_PROBLEM TO WORK ON:_ Write out the whole listing, matching it exactly.

_ENTRIES PROVIDED:_
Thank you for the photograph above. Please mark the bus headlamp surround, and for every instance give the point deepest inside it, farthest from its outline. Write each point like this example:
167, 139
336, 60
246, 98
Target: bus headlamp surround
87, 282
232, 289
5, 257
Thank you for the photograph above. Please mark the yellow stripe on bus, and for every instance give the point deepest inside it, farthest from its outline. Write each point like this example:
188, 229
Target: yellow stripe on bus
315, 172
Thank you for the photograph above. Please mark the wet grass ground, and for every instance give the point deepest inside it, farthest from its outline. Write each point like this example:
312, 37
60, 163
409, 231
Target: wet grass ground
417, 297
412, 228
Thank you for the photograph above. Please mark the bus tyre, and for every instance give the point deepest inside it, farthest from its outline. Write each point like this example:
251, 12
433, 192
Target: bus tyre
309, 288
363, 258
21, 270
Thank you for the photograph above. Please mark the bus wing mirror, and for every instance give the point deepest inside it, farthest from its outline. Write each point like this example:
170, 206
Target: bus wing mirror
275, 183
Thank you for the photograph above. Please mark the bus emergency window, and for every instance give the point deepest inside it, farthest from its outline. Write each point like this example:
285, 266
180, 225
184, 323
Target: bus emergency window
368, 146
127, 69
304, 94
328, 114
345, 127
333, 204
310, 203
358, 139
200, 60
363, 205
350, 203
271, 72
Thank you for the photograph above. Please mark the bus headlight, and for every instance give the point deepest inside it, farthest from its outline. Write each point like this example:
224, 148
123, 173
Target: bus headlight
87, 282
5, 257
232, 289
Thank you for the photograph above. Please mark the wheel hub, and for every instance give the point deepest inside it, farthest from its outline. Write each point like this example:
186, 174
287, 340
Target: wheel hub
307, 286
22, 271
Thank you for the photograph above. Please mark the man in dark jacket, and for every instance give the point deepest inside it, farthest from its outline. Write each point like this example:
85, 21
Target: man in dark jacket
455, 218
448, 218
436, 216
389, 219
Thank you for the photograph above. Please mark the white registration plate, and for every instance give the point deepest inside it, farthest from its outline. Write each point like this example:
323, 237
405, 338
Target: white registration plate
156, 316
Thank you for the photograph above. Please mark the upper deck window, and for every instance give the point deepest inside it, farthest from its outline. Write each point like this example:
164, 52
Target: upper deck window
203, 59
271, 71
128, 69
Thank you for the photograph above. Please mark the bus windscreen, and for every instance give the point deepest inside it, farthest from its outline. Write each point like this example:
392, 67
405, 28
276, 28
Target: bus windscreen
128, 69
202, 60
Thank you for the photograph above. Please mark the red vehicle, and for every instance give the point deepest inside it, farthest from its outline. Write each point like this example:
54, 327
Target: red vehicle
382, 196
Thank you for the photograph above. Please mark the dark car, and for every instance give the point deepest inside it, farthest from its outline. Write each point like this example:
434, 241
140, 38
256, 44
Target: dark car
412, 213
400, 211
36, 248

_EXERCISE OUTPUT:_
Thank you for the photograph above. Please mark the bus headlamp surround, and for every instance give the point deepest inside it, farthest from its outline. Write each point like this example:
167, 139
336, 60
246, 98
Target: bus headlamp surround
87, 282
232, 289
5, 257
Thank you for the photograph above. Please mark the yellow stripe on bus, and for every instance give the point deepest inside it, farthest from its outline. Write each point like this example:
188, 229
Target: yellow stripe on bus
315, 172
Thank you for the photograph above. Please mark the wet grass ground, and for every instance give the point deepest inside it, farthest from its outline. Write each point like this example:
312, 37
60, 163
409, 231
Target: wet grass ground
417, 297
412, 228
Thank you for the photograph above. Please mark the bus tyre, and for every instance give the point deepest inside it, farthest from its outline. Write each point like this example:
251, 12
433, 192
Target: bus tyre
309, 288
363, 258
21, 270
Thank you for the photograph above. Please mark the bus wing mirror, and for every instance give the point deepest inside it, farthest from its outline. Write each point like this example:
170, 206
Target: bus wing mirror
275, 183
Thank you for the photograph above. Please mark the bus emergency window, and for every instance give the point deepest inside it, farthest from its outline. Write each point like this example:
285, 266
180, 225
184, 323
Target: bus emergency window
368, 146
127, 69
304, 94
328, 114
345, 127
333, 204
310, 203
358, 139
200, 60
363, 205
350, 203
271, 72
Thank you for the photograph above. Please mark the bus headlight, and for every instance give the point deepest inside it, farthest from its outline. Write each point like this example:
224, 148
123, 173
Target: bus headlight
87, 282
5, 257
232, 289
Thank you for the photograph above. Please mark the wheel hub, and for every instance give the point deepest inside it, farthest from its outline. Write each point like this example:
186, 174
287, 340
Target: wheel hub
307, 286
22, 271
Thank you for the photograph above. Please mark the man in dark jacket, and for every instance give the point deepest inside it, farthest from its outline. Write each point like this example:
85, 21
Target: man in dark jacket
455, 218
448, 218
436, 216
389, 219
Thank you for the photograph above. Please mark the white registration plate, and for every instance give the point deepest inside it, farthest from its outline. Write each point like this example:
323, 237
405, 338
Target: white registration plate
156, 316
Thank you for the photograph above. Please mark the upper deck window, and for every instance give the point deepest inside it, farthest from its outline. Write each point like this example:
164, 52
Target: upper deck window
203, 59
271, 71
128, 69
Thank you for the photograph above. Please mark the bus windscreen, and for every instance give the point deepest inside it, farthest from its outline. Write each point like this example:
392, 67
405, 28
276, 28
Target: bus windscreen
128, 69
202, 60
Thank you for the photograph above. Please mark the red vehicle, and for every instance give the point deepest inside it, farthest from its outline. Write each point like this example:
54, 327
Target: red vehicle
382, 196
Thank you for the photograph above. Please mark the dark car, and for every instance give the point deepest inside it, farthest from its outline. Write each point like this example:
434, 241
140, 38
256, 44
Target: dark car
412, 213
400, 211
36, 248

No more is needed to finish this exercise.